▶ TASK TO CARRY OUT
In which lines of the data does the string "dark" appear? Copy every one.
-------- DATA FOR PROCESSING
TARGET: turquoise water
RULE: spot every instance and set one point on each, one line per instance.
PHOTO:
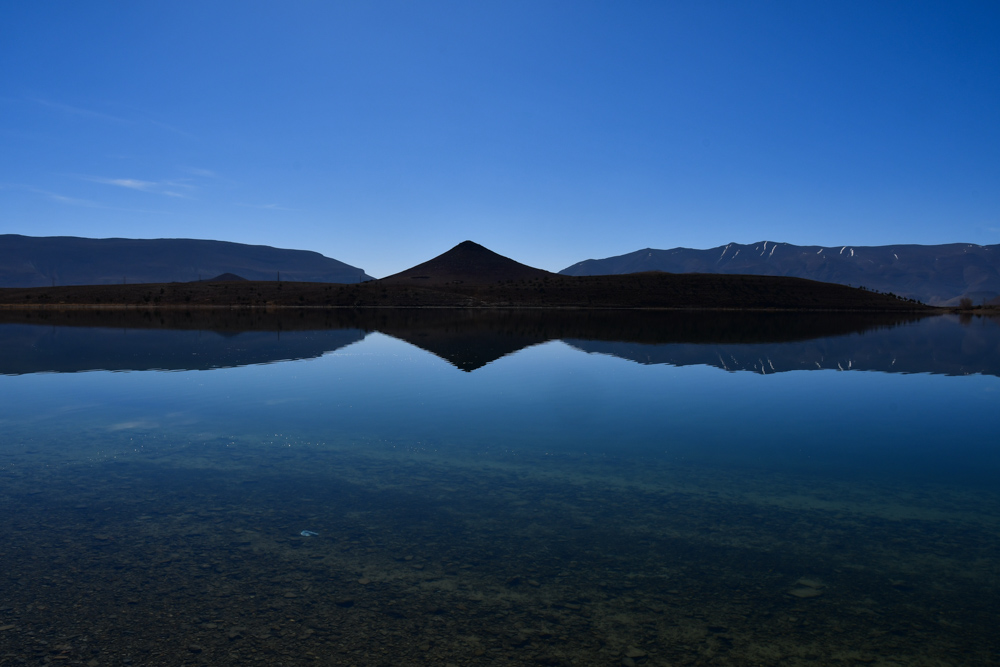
(501, 492)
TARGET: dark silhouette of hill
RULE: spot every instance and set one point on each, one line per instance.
(471, 276)
(934, 274)
(27, 261)
(466, 263)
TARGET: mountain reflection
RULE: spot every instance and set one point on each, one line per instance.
(72, 341)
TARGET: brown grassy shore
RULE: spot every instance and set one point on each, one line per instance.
(641, 290)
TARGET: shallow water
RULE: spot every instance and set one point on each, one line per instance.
(499, 489)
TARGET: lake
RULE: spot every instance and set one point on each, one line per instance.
(498, 488)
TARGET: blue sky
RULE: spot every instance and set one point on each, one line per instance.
(383, 133)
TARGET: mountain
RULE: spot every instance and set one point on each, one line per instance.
(468, 263)
(27, 261)
(938, 275)
(470, 276)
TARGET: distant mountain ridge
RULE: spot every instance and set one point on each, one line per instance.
(30, 261)
(934, 274)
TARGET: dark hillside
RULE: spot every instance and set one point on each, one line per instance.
(55, 261)
(466, 263)
(933, 274)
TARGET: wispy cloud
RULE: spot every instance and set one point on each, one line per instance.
(71, 201)
(167, 188)
(268, 207)
(86, 113)
(106, 117)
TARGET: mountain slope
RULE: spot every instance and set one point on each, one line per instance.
(468, 263)
(936, 275)
(27, 261)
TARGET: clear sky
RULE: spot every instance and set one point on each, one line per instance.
(383, 133)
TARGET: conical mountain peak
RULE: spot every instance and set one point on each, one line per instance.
(468, 262)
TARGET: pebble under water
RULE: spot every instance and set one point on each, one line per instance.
(377, 506)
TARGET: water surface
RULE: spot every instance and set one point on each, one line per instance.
(499, 488)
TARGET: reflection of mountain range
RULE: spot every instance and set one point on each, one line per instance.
(762, 342)
(936, 345)
(41, 349)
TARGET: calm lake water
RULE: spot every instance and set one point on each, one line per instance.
(499, 488)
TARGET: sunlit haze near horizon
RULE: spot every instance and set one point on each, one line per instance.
(383, 133)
----------------
▶ TASK SOLUTION
TARGET: dark silhouette of hill
TARGET: dark hillside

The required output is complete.